There are 24 public libraries in Manchester, England, including the famous Central Library in St Peter’s Square. 

The oldest community library still in use is Levenshulme Library in South Manchester, built in 1903. Levenshulme Library is also a Carnegie library, having been built with money donated by Scottish-American businessman and philanthropist Andrew Carnegie, who funded the building of over 2,500 libraries across the world. Two new multimillion-pound libraries have recently opened in North Manchester as part of a major regeneration scheme, including the eco-designed North City Library in Harpurhey. and The Avenue Library and Learning Centre in Higher Blackley.

History

There has been a public library service in Manchester since 1852, when the Manchester Free Library opened in the Hall of Science, Campfield, on the site of what is now the Museum of Science and Industry. Famous figures such as Charles Dickens and William Thackeray attended and spoke at its inauguration. Manchester had taken advantage of powers granted by the Public Libraries and Museums Act of 1850 to become the first local authority to establish a rate-supported public lending and reference library. Andrea Crestadoro, Chief Librarian of the city 1864–1879, is credited with being the first person to propose that books could be catalogued by using keywords that did not occur in the title of the book.

• • • • • • •

**Given exercise 1**
Using the passage on Manchester's public libraries, decide whether each statement below agrees with it. Answer yes or no for each, and quote the words from the passage that decide it.
(a) Levenshulme Library was built in 1903.
(b) The Manchester Free Library opened in 1850.
(c) Andrea Crestadoro was Chief Librarian of the city from 1864 to 1879.
**Given exercise 2**
Output the stretch of the passage on Manchester's public libraries from "There are 24" through "in Higher Blackley.".
**Given exercise 3**
Go on with the passage on Manchester's public libraries, starting after its final sentence.

**Supplied material**
• • • • • • •

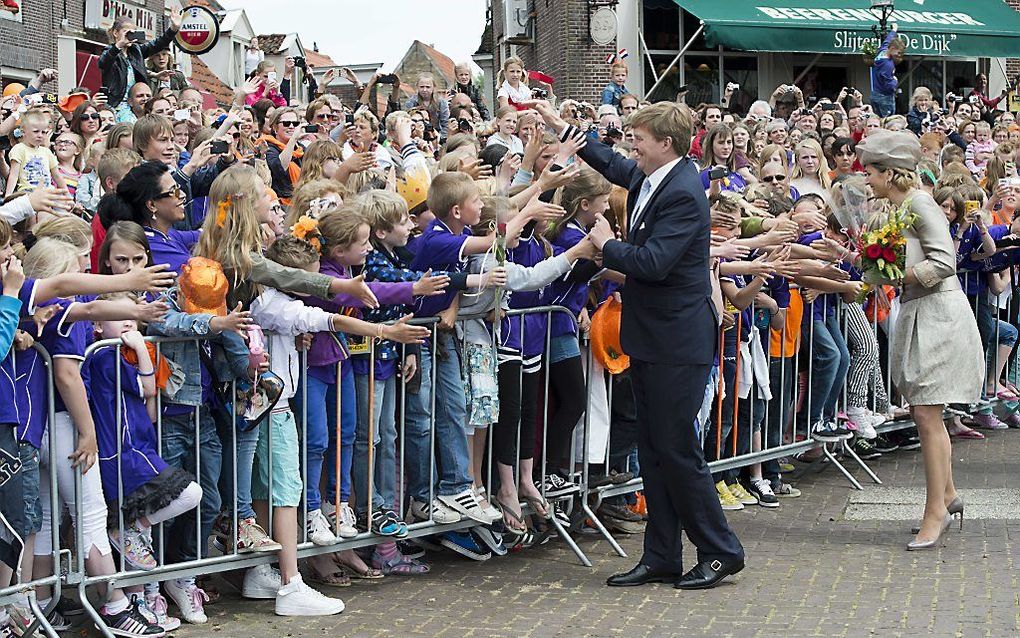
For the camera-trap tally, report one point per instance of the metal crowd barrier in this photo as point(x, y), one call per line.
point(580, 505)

• • • • • • •

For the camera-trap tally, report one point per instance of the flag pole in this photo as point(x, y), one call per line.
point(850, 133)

• • • • • • •

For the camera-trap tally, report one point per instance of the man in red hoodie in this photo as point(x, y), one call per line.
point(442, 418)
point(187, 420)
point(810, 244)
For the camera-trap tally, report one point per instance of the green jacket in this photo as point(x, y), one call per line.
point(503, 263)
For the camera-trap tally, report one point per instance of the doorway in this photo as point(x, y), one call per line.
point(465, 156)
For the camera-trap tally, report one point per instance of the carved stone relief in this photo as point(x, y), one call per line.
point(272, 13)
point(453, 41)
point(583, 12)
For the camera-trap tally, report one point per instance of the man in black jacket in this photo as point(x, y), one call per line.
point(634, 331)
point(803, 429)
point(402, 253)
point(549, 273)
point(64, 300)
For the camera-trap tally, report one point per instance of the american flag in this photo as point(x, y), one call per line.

• • • • • • •

**Task output 1**
(a) Yes: "Levenshulme Library in South Manchester, built in 1903"
(b) No: "since 1852, when the Manchester Free Library opened"
(c) Yes: "Andrea Crestadoro, Chief Librarian of the city 1864–1879"

**Task output 2**
There are 24 public libraries in Manchester, England, including the famous Central Library in St Peter’s Square. 

The oldest community library still in use is Levenshulme Library in South Manchester, built in 1903. Levenshulme Library is also a Carnegie library, having been built with money donated by Scottish-American businessman and philanthropist Andrew Carnegie, who funded the building of over 2,500 libraries across the world. Two new multimillion-pound libraries have recently opened in North Manchester as part of a major regeneration scheme, including the eco-designed North City Library in Harpurhey. and The Avenue Library and Learning Centre in Higher Blackley.

**Task output 3**
In 1915 the libraries consisted of a reference library, 24 lending libraries, a foreign library, the Henry Watson Music Library and the Thomas Greenwood Library for Librarians. The number of volumes altogether exceeded half a million and the stock of the lending libraries was arranged according to the Dewey Decimal Classification. The library was housed in temporary buildings in Piccadilly on the site of the former Manchester Royal Infirmary. The Moss Side library contained special collections on Thomas de Quincey, Mrs. Gaskell and the Brontës and the foreign library was temporarily housed at the Cheetham branch. The Henry Watson Music Library contained 30,000 volumes and hundreds of thousands of pieces of music; the Thomas Greenwood Library for Librarians contained about 15,000 volumes. After the vacation of the first town hall in King Street the building was reused for the public lending library.

Branch libraries
These include libraries in Chorlton-cum-Hardy, Hulme, Withington and Didsbury. The Withington Library (1927), on Wilmslow Road, was designed by Henry Price.

In 1971 there were 20 branch libraries and services were provided by four mobile libraries or by caravans to a further 19 areas.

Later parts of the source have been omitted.